→ **Brano proposto**:

◆ ◆ ◆ ◆

Cultura e Spettacoli

Una sola croce per partigiani e repubblichini

Nel Savonese, dove la guerra civile fu più spietata, il generale Farina della Divisione San Marco della Rsi volle dare la stessa sepoltura ai caduti di entrambe le parti

Altare (Savona)
Racconta l’orafo di Altare, nella sua bottega dove lavora le pietre dure nel centro del vecchio borgo, che quando era ragazzo suo padre lo portava di tanto in tanto al Cimitero delle Croci Bianche. Gli mostrava una tomba, uguale a tutte le altre ma che dalle altre si distingueva perché qualcuno vi aveva depositato dei pupazzetti e alcune conchiglie. «Era la tomba di un soldato tedesco giovanissimo e sua madre, quando lo veniva a trovare, portava qualcosa appartenente all’infanzia di questo suo figlio, partito per la guerra ancora adolescente».

◆ ◆ ◆ ◆

→ **Estratto dei dati**:
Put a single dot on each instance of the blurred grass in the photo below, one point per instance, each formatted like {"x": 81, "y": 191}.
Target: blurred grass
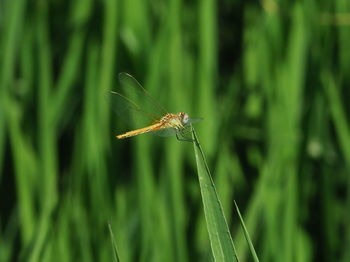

◆ ◆ ◆ ◆

→ **Istruzioni e requisiti**: Riporti senza alcuna modifica il passo del brano proposto che va da "Nel Savonese, dove" fino a "Altare (Savona)".

→ **Risposta corretta**:
Nel Savonese, dove la guerra civile fu più spietata, il generale Farina della Divisione San Marco della Rsi volle dare la stessa sepoltura ai caduti di entrambe le parti

Altare (Savona)